> _Exercise task 1_
Summarize the biography of Shiva Kumar Rai in two sentences.
> _Exercise task 2_
Supply a continuation of the biography of Shiva Kumar Rai, beginning after its final sentence.

> _Given text_
>> BEGIN

- Born: 26 April 1919 Rhenock, Sikkim
- Died: 22 July 1995 (aged 76) Darjeeling, West Bengal, India
- Occupation(s): Novelist, Short Story Writer, Poet, Politician
- Awards: Sahitya Akademi Award, Agam Singh Giri Smriti Puraskar

= Shiva Kumar Rai =

Indian writer of Nepali language

Shiva Kumar Rai (1919–1995) was a Nepali language writer and politician from Darjeeling, India. He won the Sahitya Akademi Award in 1978 for his collection of short stories Khaharey. He was the first Gorkha minister in the state of West Bengal after becoming a deputy minister in 1952.

==Biography==
Shiva Kumar Rai was born on 26 April 1919 at Rhenock, Sikkim. His father Dhojbir Rai was post-master and because of the constant transfer of this father's post, Rai initially took his primary lessons at home. Only after coming to Kurseong did he have a regular education. Rai did his schooling at Pushparani Middle School in Kurseong and later at Darjeeling Government School in Darjeeling, where he met notable teachers such as Dharnidhar Sharma, Surya Bikram Gyawali and Parasmani Pradhan. He passed his metric examination in 1937. He completed his B.A. from St. Joseph's College, Darjeeling in 1939 and graduated from St. Xavier's College, Kolkata in 1941. After finishing college, in 1942, Rai became a secretary of Burma Saranarthi Mukti Samiti, a committee set up for helping the Burmese refugees of World War II. During this time, he came into contact with many Nepali refugees from Burma. While conversing with them, he felt the need to write about their turmoils in life, which took shape into his famous novel Dak Bangla, published in 1957.

>> END

> _Supplied records_
>> BEGIN

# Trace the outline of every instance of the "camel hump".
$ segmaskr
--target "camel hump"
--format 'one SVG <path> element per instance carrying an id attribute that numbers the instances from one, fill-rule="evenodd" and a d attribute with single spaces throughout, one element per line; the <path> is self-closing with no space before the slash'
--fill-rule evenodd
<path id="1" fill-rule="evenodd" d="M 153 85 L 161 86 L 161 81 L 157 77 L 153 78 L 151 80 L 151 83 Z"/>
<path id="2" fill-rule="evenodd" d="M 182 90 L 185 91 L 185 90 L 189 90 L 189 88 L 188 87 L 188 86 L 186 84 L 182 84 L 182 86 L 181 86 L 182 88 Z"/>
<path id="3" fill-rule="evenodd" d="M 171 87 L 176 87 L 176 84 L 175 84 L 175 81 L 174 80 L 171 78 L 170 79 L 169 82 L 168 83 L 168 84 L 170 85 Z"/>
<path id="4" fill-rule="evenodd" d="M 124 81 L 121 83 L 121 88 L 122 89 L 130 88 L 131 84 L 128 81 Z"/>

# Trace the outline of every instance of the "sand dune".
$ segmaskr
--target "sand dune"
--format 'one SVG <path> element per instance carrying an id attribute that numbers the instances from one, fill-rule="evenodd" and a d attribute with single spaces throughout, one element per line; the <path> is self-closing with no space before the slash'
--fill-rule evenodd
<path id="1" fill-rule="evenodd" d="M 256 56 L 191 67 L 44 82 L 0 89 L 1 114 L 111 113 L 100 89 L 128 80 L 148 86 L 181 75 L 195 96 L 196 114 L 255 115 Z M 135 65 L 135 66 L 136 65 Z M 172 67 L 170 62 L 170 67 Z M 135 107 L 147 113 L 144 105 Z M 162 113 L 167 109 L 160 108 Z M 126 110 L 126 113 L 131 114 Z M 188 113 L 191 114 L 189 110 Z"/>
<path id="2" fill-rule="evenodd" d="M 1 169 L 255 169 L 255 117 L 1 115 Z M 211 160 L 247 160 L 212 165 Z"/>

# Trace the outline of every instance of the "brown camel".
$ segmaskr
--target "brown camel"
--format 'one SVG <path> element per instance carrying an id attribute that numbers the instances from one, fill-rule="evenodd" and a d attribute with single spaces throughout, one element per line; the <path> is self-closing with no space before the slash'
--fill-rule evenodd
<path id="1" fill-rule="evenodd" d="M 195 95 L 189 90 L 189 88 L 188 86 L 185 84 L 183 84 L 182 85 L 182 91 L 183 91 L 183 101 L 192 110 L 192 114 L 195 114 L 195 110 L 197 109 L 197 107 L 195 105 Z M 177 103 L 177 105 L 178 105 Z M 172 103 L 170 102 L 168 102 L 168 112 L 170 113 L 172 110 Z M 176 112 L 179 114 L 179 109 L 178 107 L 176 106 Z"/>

>> END

> _Final answer 1_
Shiva Kumar Rai (1919–1995) was a Nepali language writer and politician from Darjeeling who won the Sahitya Akademi Award in 1978 for his short story collection Khaharey and became the first Gorkha minister in West Bengal after being made a deputy minister in 1952. Born in Rhenock, Sikkim, he studied in Kurseong, Darjeeling and Kolkata, and in 1942 he worked with a committee helping Burmese refugees of World War II, whose hardships inspired his novel Dak Bangla, published in 1957.

> _Final answer 2_
Rai was very active in politics and was affiliated with the All India Gorkha League. In 1948, he was elected as an MLA from the erstwhile Jorebungalow constituency to the West Bengal Assembly. He was the Deputy Labour Minister of West Bengal from 1952 to 1957. Rai died on 22 July 1995.

==Literature==
Shiva Kumar Rai started his writing career in the late 1930s when he was in college. His first work was published in a hand-written youth magazine titled Bansuri. He was also the editor of this magazine. His first printed work, a poem titled Birahi Ko Basanta, is found in Rup Narayan Singh-edited magazine Khoji. His poems and writings were published in journals such as Gorkha, Diyo, Yug Vani, and Sahitya Sroth. His first story titled Prakriti Putri was published in Sharda journal in 1944. His landmark book Frontier, a collection of stories, was published in 1956. To mark the centenary of his birth, Shiva Kumar Rai Janma Satvarshik Samaroha Samity (Kurseong) decided to publish the totality of his writings in three volumes as Shiva Kumar Rai Granthawali, which was edited by Chandra Sharma and Sujata Rani Rai.

His story Chaata won the prestigious Ratnashri Award in Nepal in 1969. In 1978, he won the Sahitya Academy Award for his short story collection Khaharey. In 1994, he was awarded the Agam Singh Giri Smriti Puraskaar by the Sikkim Sahitya Parishad and was felicitated by the Nepali Sahitya Sammelan, Darjeeling the same year.

==Literary works==
- Daafe Chari (1954)
- Frontier (1956)
- Dak Bangla (1957)
- Yatra (1956)
- Khaharey (1976)
- Bara Dinner (1978)
- Shivakumar Rai Ka Saat Katha (1994)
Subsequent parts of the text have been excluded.